After a slight decline of 2 percent in revenues last year, ZEISS reported a significant recovery for the first half of its current fiscal year, with total H1 sales increasing 6 percent year-on-year to €3.4 billion, or by 9 percent in constant currencies. With roughly stable revenues in the Semiconductor Manufacturing Technology and the Industrial Quality & Research segments, the group’s growth was largely driven by double digit increases in sales of its Medical Technology and Consumer Markets’ units.
In particular, Consumer Markets revenues, which consist for the most part of eyeglass lenses’ sales, jumped by 18 percent as compared to fiscal year 2019, reaching €681 million for the semester. On a comparable currency basis, the segment’s revenues increased by 24 percent. In the previous fiscal year ended Sept. 30, the segment had reported a 9 percent drop in annual revenues due to the impact of the Covid-19 outbreak and related lockdowns.
However, after a very difficult spring, the company had already announced that sales had started to pick-up again in the summer, a recovery largely confirmed by the H1 figures announced this week. The group commented that the increase in sales in the Consumer Markets’ segment came with market share gains, and that the unit’s outlook for the second half of the year remained positive in spite of ongoing lockdown restrictions in some regions. However, conditions for logistics and delivery reliability are expected to remain challenging.
A few weeks ago, Matthias Metz, CEO of ZEISS Consumer Markets, told us that the company had focused on three main priorities during the Covid-19 crisis: guaranteeing the health and safety of its employees, strengthening its partnership with its opticians through the continuation and the extension of its customer support, introducing new services such as hygiene support, virtual products’ presentations or remote training sessions, and studying new market opportunities.
^^^^
**DIRECTIONS:**
1. In the ZEISS passage, by what percentage did Consumer Markets revenues increase on a comparable currency basis?
2. Write out the stretch of the ZEISS passage from "After a slight" through "Consumer Markets’ units.".
The entries that come next are not required for any of this work.

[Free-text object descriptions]
^^^^
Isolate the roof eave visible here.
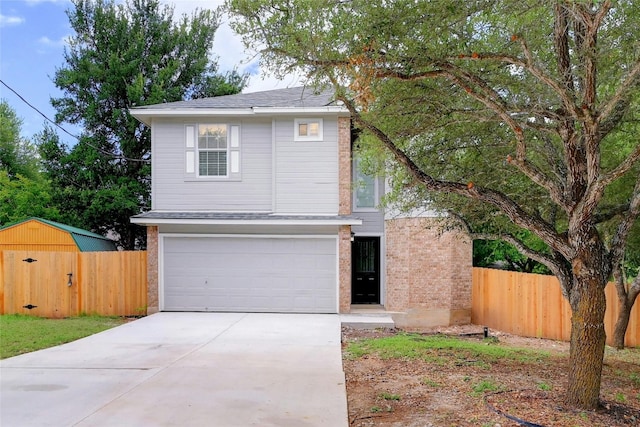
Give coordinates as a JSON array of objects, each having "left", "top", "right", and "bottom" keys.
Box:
[
  {"left": 129, "top": 106, "right": 349, "bottom": 125},
  {"left": 130, "top": 217, "right": 362, "bottom": 226}
]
^^^^
**EXERCISE SOLUTIONS:**
1. By 24 percent.

2.
After a slight decline of 2 percent in revenues last year, ZEISS reported a significant recovery for the first half of its current fiscal year, with total H1 sales increasing 6 percent year-on-year to €3.4 billion, or by 9 percent in constant currencies. With roughly stable revenues in the Semiconductor Manufacturing Technology and the Industrial Quality & Research segments, the group’s growth was largely driven by double digit increases in sales of its Medical Technology and Consumer Markets’ units.